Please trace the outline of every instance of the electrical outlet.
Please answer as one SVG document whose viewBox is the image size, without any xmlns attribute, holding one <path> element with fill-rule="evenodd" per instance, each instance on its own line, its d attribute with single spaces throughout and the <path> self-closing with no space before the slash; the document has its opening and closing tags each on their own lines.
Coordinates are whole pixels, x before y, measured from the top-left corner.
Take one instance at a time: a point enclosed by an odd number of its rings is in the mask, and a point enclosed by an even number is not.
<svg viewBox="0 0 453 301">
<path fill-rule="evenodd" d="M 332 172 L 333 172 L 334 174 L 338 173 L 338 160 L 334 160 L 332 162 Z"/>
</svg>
────
** DIRECTIONS FOR THIS TASK **
Reproduce every line of these items, requests included. In the answers, multiply each number (the viewBox values and all path coordinates) by 2.6 and round to the nearest whole number, with halves rounded up.

** EXERCISE SOLUTION **
Please trace the outline of every instance of the electrical outlet.
Please answer as one SVG document whose viewBox is the image size, without any xmlns attribute, holding one <path> element with fill-rule="evenodd" per instance, each instance on its own line, its d attribute with single spaces throughout and the <path> self-closing with no space before the slash; the document has its opening and closing tags each on their own lines.
Coordinates are whole pixels, x before y, measured from the top-left corner.
Take one instance at a time: a point enclosed by an odd number of its rings is in the mask, and a point enclosed by an even number is not.
<svg viewBox="0 0 1178 783">
<path fill-rule="evenodd" d="M 863 447 L 866 447 L 868 452 L 879 450 L 879 416 L 868 416 L 863 421 Z"/>
</svg>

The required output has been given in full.